— START OF PASSAGE TO READ —

Q442 Chair: I am grateful to you for being a Jack of all trades this morning. We will move on to the ACoBA inquiry now. One of the early thoughts we have had during this inquiry is that we ought to be moving our regulation of the business appointment rules on to some kind of statutory footing. That reflects the experience in other countries, particularly Canada, where we were introduced to their Conflict of Interest and Ethics Commissioner, who works within a statutory framework. Is that something the Government would be prepared to consider?
Mr Maude: Obviously, we will look at any recommendations the Committee makes, as we always do, with great respect and interest, and we will want to reflect on them. My approach tends to be that if something is not obviously broken, you should not necessarily try to fix it. There is plenty that is broken and needs fixing. It is not obvious to me, but we will wait to see what your Committee concludes, having heard lots of evidence from all sides of the argument about the way in which ACoBA works.
Chair: Our questioning will demonstrate that quite a lot of people think that the system is a bit broken in this country, and that is no criticism, nor does it reflect badly on the chairman of ACoBA and his team. It is just that it is not fit for purpose and does not command the necessary public confidence. This also rather reflects our view of the independent adviser on ministerial interests. Mr Flynn, you might want to raise that issue at this particular moment.
Q443 Paul Flynn: Yes, I do. One of the reforms that took place under the last Government was the introduction of the independent adviser on ministerial codes. That was implemented once in the last Government, and the person involved was found not guilty. There has been a great deal of unhappiness-including from the holder of the office last time-about the fact that the inquiry into the Secretary of State for Defence and his adviser was inadequate, and probably illegitimate, because it was not conducted according to the ministerial code. It was not conducted by the independent adviser, who said he should have conducted it. The Chairman of the standards committee said he should have conducted it. We feel it was done over a quick period, almost over a weekend-a matter of days-by a civil servant who produced a report that was inadequate in many ways. There is a great deal of concern about this. If we follow on from that, we know that the independent adviser resigned-
Chair: Are you giving evidence, Mr Flynn?

— END OF PASSAGE TO READ —

[PROMPT 1]: Can you pull out every line of the entries below that holds the string "instance"? Case counts.

— START OF RECORDS SUPPLIED —

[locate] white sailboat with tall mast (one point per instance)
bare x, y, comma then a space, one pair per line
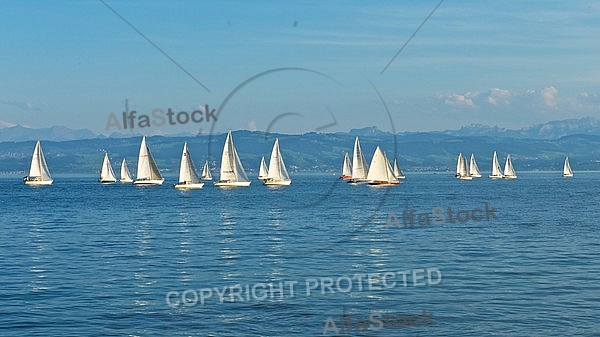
567, 171
458, 165
206, 172
147, 172
263, 172
188, 176
380, 171
107, 175
509, 171
360, 169
473, 168
125, 175
463, 169
232, 172
397, 171
496, 170
346, 168
278, 175
38, 171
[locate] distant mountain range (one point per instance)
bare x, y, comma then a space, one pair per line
549, 130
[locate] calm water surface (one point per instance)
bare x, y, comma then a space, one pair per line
81, 259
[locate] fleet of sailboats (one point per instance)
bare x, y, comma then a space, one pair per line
107, 175
346, 168
188, 176
277, 174
567, 172
147, 172
125, 175
496, 170
360, 169
232, 172
38, 170
380, 171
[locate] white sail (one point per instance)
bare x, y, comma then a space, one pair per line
359, 165
346, 168
147, 172
232, 172
473, 168
397, 171
263, 172
188, 176
458, 165
38, 170
278, 174
380, 172
496, 170
125, 175
567, 171
463, 168
107, 175
206, 172
509, 171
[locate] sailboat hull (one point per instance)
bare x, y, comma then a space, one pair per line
38, 182
109, 181
277, 183
148, 182
357, 181
188, 186
383, 183
232, 183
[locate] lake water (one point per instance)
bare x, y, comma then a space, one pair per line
78, 258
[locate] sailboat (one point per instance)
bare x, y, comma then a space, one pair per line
380, 172
509, 171
458, 164
567, 172
188, 176
232, 172
496, 170
397, 171
263, 172
125, 175
359, 166
147, 173
473, 168
38, 171
346, 168
278, 175
206, 172
107, 175
463, 169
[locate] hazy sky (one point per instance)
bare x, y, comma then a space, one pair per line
505, 63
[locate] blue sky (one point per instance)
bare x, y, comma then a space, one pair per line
508, 63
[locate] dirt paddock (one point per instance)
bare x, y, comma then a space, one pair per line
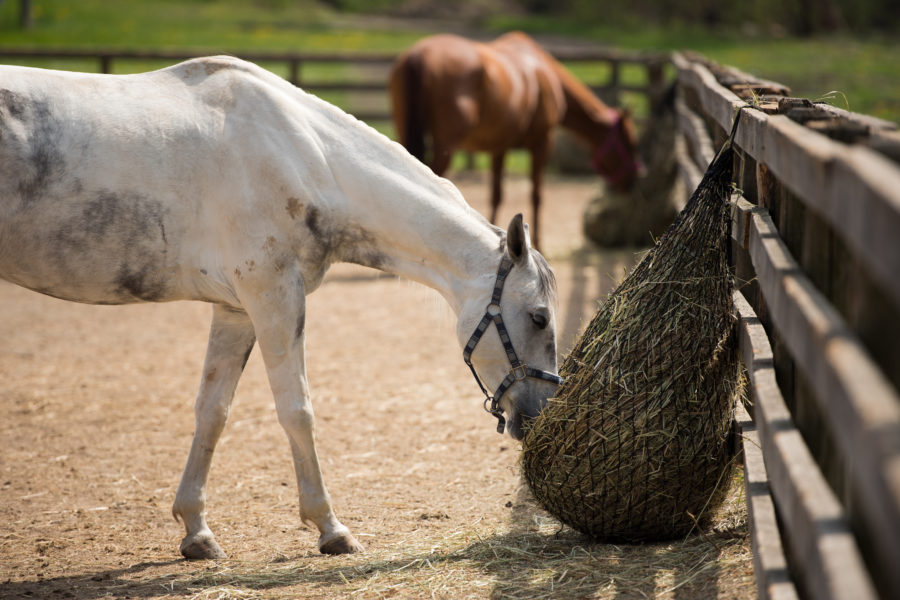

— END OF RECORDS SUPPLIED —

[PROMPT 2]: Could you write out the committee transcript above, word for word, from "Chair: Our questioning" to "this particular moment."?

[EXERCISE SOLUTION 1]:
[locate] white sailboat with tall mast (one point per instance)
[locate] distant mountain range (one point per instance)
[locate] calm water surface (one point per instance)
[locate] fleet of sailboats (one point per instance)
[locate] white sail (one point per instance)
[locate] sailboat hull (one point per instance)
[locate] lake water (one point per instance)
[locate] sailboat (one point per instance)
[locate] hazy sky (one point per instance)
[locate] blue sky (one point per instance)
[locate] dirt paddock (one point per instance)

[EXERCISE SOLUTION 2]:
Chair: Our questioning will demonstrate that quite a lot of people think that the system is a bit broken in this country, and that is no criticism, nor does it reflect badly on the chairman of ACoBA and his team. It is just that it is not fit for purpose and does not command the necessary public confidence. This also rather reflects our view of the independent adviser on ministerial interests. Mr Flynn, you might want to raise that issue at this particular moment.